> SOURCE TEXT
((

After the time of the younger Aristippus, the school broke up into different factions, represented by Anniceris, Hegesias, and Theodorus, who all developed rival interpretations of Cyrenaic doctrines, many of which were responses to the new system of hedonistic philosophy laid down by Epicurus.[6] By the middle of the 3rd century BC, the Cyrenaic school was obsolete; Epicureanism had largely displaced its Cyrenaic rivals.[7]

Philosophy

[edit]

The Cyrenaics were hedonists and held that pleasure was the supreme good in life, especially physical pleasure, which they thought more intense and more desirable than mental pleasures.[8] Pleasure is the only good in life and pain is the only evil. Socrates had held that virtue was the only human good, but he had also accepted a limited role for its utilitarian side, allowing pleasure to be a secondary goal of moral action.[5][9] Aristippus and his followers seized upon this, and made pleasure the sole final goal of life, denying that virtue had any intrinsic value.

Epistemology

[edit]

The Cyrenaics were known for their skeptical theory of knowledge. They reduced logic to a basic doctrine concerning the criterion of truth.[10] They thought that we can know with certainty our immediate sense-experiences (for instance, that I am having a sweet sensation now) but can know nothing about the nature of the objects that cause these sensations (for instance, that the honey is sweet).[5] They also denied that we can have knowledge of what the experiences of other people are like.[11]

All knowledge is of one's own immediate sensation. These sensations are motions which are purely subjective, and are painful, indifferent or pleasant, according as they are violent, tranquil or gentle.[5][12] Further they are entirely individual, and can in no way be described as being of the world objectively. Feeling, therefore, is the only possible criterion of knowledge and of conduct.[5] Our ways of being affected are alone knowable.[13] Thus the sole aim for everyone should be pleasure.

))

> WRITTEN PROBLEM A
According to the passage on the Cyrenaic school, by what time had the school become obsolete?

> RECORDED DATA
((

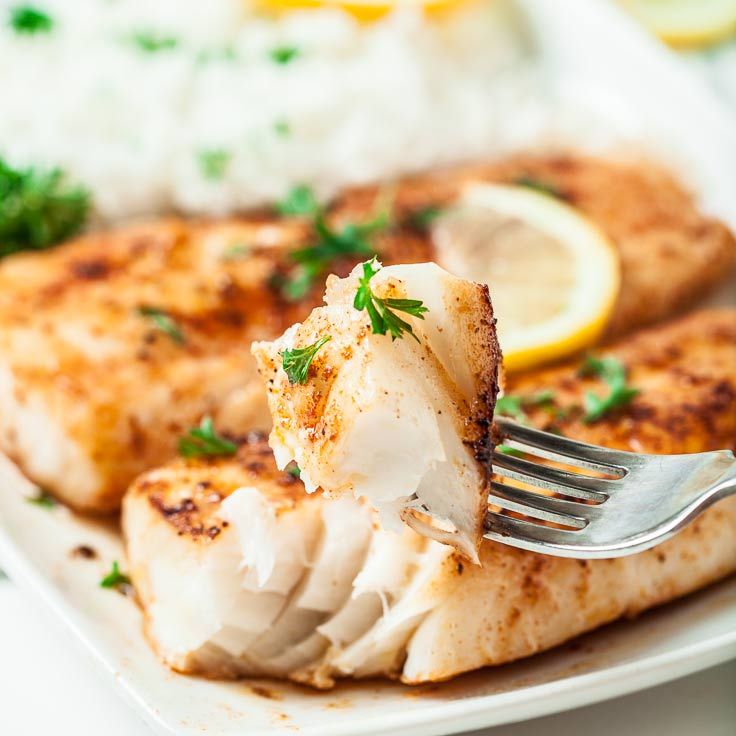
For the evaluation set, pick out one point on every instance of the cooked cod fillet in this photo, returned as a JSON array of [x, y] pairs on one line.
[[92, 392], [403, 423], [240, 572]]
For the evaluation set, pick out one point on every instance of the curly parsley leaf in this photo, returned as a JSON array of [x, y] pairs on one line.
[[328, 244], [513, 405], [422, 219], [613, 373], [203, 441], [162, 321], [29, 20], [151, 42], [283, 54], [382, 312], [38, 208], [296, 361], [43, 499], [539, 185], [115, 578], [213, 163]]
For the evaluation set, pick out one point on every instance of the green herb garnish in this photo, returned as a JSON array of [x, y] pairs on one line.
[[42, 498], [283, 54], [328, 244], [213, 163], [161, 320], [282, 128], [29, 20], [539, 185], [115, 578], [296, 361], [203, 441], [613, 373], [38, 208], [383, 318], [513, 405], [151, 42]]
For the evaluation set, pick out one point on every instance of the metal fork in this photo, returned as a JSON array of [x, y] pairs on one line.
[[641, 501]]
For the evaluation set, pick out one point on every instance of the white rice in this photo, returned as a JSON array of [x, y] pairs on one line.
[[359, 102]]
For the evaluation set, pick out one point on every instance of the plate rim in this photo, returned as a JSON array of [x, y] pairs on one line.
[[482, 711]]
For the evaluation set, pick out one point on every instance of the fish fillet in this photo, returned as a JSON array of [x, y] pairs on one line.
[[403, 423], [224, 552], [93, 393]]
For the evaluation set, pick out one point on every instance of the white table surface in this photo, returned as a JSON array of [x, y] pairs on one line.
[[49, 685]]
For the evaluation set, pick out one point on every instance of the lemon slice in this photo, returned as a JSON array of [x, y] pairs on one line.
[[687, 23], [365, 10], [553, 275]]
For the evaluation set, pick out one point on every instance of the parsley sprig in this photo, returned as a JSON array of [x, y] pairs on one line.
[[539, 185], [25, 19], [203, 441], [38, 208], [151, 42], [613, 373], [381, 311], [296, 361], [164, 322], [115, 578], [328, 244], [43, 499], [513, 405]]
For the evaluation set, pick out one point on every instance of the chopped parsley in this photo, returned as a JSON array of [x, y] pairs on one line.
[[164, 322], [381, 311], [26, 19], [38, 208], [152, 42], [328, 244], [613, 373], [283, 54], [115, 579], [42, 498], [213, 163], [296, 361], [513, 405], [282, 128], [539, 185], [422, 219], [203, 441]]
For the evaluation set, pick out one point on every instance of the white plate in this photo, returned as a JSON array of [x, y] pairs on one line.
[[35, 549], [648, 92]]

))

> WRITTEN PROBLEM B
Copy out the records verbatim, starting at their beginning and continuing through the line containing "578], [213, 163]]", including that line. Omit the pictures.

> OUTPUT A
By the middle of the 3rd century BC.

> OUTPUT B
For the evaluation set, pick out one point on every instance of the cooked cod fillet in this photo, returned as a JSON array of [x, y] pairs on one line.
[[92, 392], [403, 423], [240, 572]]
For the evaluation set, pick out one point on every instance of the curly parsley leaf in this photo, returned as a JSON array of [x, y] pairs on one line.
[[328, 244], [513, 405], [422, 219], [613, 373], [203, 441], [162, 321], [29, 20], [151, 42], [283, 54], [382, 312], [38, 208], [296, 361], [43, 499], [539, 185], [115, 578], [213, 163]]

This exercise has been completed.